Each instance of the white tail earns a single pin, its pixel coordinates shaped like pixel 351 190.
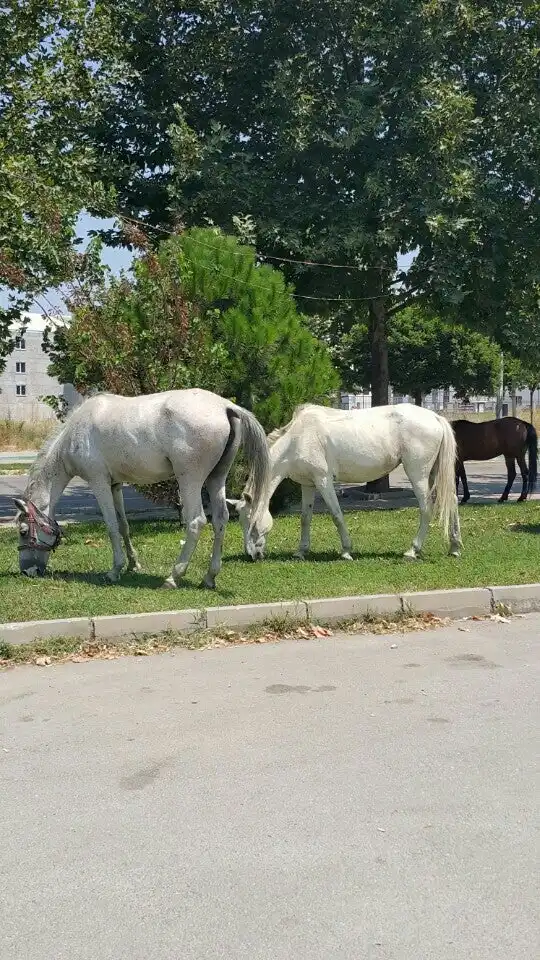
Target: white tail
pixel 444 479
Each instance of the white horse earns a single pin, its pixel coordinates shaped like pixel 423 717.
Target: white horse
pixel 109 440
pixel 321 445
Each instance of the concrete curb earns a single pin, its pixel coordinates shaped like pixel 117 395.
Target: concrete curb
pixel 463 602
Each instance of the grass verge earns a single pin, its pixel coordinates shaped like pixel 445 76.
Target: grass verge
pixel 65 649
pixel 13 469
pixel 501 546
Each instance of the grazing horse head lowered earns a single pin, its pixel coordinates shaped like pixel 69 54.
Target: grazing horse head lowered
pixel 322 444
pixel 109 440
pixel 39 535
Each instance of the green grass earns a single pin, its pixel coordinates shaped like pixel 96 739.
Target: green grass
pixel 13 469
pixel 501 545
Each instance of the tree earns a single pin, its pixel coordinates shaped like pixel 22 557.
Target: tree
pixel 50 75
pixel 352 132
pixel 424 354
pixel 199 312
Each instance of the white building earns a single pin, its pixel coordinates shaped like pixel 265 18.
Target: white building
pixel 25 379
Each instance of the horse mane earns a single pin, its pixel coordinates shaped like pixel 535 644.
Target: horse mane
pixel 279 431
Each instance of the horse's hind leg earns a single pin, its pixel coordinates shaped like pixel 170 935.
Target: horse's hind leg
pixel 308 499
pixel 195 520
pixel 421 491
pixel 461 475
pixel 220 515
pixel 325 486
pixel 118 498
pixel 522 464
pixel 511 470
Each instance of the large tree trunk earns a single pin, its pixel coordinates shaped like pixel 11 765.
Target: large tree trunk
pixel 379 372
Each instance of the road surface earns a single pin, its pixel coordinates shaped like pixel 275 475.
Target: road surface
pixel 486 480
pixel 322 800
• • •
Exercise objective »
Starting at the line that contains "Each instance of the horse's" and ending at the last line of the items, write those lines out again with "single pin" swapped for "single marker" and everything else unchanged. Give only those lines.

Result of this exercise »
Each instance of the horse's hind leg earns a single marker, its pixel coordinates shaped like pixel 170 935.
Target: horse's hind leg
pixel 308 499
pixel 195 520
pixel 421 491
pixel 461 475
pixel 220 515
pixel 325 486
pixel 118 498
pixel 522 464
pixel 511 470
Each instance of the large tree trunk earns a single marker, its pixel coordinates shaped like pixel 11 765.
Target: large tree trunk
pixel 379 372
Each instance of the road surface earns a single marker, its pixel coordinates shaped like pixel 275 475.
Target: road surface
pixel 486 480
pixel 322 800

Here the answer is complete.